#### Data excerpts

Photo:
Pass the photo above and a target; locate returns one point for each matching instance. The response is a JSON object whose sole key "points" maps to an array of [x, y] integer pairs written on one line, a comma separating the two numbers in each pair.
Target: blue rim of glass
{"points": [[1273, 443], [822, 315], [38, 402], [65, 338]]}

########
#### Data excerpts

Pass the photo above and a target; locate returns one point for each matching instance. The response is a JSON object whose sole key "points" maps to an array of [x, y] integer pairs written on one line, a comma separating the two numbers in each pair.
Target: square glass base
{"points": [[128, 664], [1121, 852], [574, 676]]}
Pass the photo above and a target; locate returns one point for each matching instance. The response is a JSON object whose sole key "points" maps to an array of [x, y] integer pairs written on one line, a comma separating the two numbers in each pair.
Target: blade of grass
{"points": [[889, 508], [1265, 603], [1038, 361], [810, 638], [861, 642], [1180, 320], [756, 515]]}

########
#### Data excerpts

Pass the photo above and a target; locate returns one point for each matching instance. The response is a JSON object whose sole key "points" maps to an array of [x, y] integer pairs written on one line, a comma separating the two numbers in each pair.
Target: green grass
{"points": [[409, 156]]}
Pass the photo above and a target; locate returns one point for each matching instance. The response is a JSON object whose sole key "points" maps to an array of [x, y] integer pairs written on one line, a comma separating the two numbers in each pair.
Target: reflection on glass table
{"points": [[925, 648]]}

########

- What the exercise asks: Go through the records above and copy out only the lines that contain the word "grass".

- Exercise output:
Target: blade of grass
Target: green grass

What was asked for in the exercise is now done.